*CONSIGNE 1*
D'après l'extrait sur les chrétiens d'Orient, pourquoi le patriarche devenait-il un ethnarque aux pouvoirs étendus sous l'empire Ottoman ? Répondez en une à trois phrases.
*CONSIGNE 2*
Recopiez fidèlement le passage de l'extrait sur les chrétiens d'Orient qui commence à « Plus d’un observateur » et se termine à « du témoignage ? ».

*TEXTE SOURCE*
Plus d’un observateur s’interroge sur la frilosité des hiérarchies chrétiennes du Levant/Machreq face à la dynamique des soulèvements arabes, surtout en Syrie. Les prises de position de certains prélats demeurent inexplicables en apparence. Pourquoi une telle frilosité et pourquoi une telle recherche d’un protecteur, fut-il un tyran sanguinaire ? Pourquoi privilégier l’identité au détriment du témoignage ?
En Orient, la chute de Constantinople en 1453 a eu des conséquences inattendues sur la vie sociale des chrétiens dans l’empire Ottoman. Les chrétiens furent organisés en « millets », ou « nations », en fonction de leurs divisions historiques en églises chalcédoniennes (byzantines) et non-chalcédoniennes (arméniens, syriaques, coptes, assyriens). Les fidèles de l’église latine, quant à eux, relevaient des traités de capitulation. La gestion de ces « nations/millets » fut confiée à la hiérarchie cléricale au nom du Sultan. Le « patriarche » devenait automatiquement un ethnarque aux pouvoirs étendus et recevait une dignité palatine, celle de pacha à deux queues. Ainsi, les « nations » chrétiennes acquirent une identité organique, une assabiya ou esprit de corps qu’elles confondent avec l’identité collective historique qui est d’une autre nature. Simultanément, le pouvoir séculier du clergé connut un développement important.

[Extraits de données d'annotation par points]
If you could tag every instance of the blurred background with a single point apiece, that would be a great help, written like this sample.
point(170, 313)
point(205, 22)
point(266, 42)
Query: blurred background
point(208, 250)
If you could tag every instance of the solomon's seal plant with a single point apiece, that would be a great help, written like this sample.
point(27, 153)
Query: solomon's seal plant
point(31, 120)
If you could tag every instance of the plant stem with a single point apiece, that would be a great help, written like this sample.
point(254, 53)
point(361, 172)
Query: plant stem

*RÉPONSE RÉDIGÉE 1*
Sous l'empire Ottoman, les chrétiens étaient organisés en « millets » ou « nations ». La gestion de ces « nations » était confiée à la hiérarchie cléricale au nom du Sultan. C'est pourquoi le patriarche devenait automatiquement un ethnarque aux pouvoirs étendus.

*RÉPONSE RÉDIGÉE 2*
Plus d’un observateur s’interroge sur la frilosité des hiérarchies chrétiennes du Levant/Machreq face à la dynamique des soulèvements arabes, surtout en Syrie. Les prises de position de certains prélats demeurent inexplicables en apparence. Pourquoi une telle frilosité et pourquoi une telle recherche d’un protecteur, fut-il un tyran sanguinaire ? Pourquoi privilégier l’identité au détriment du témoignage ?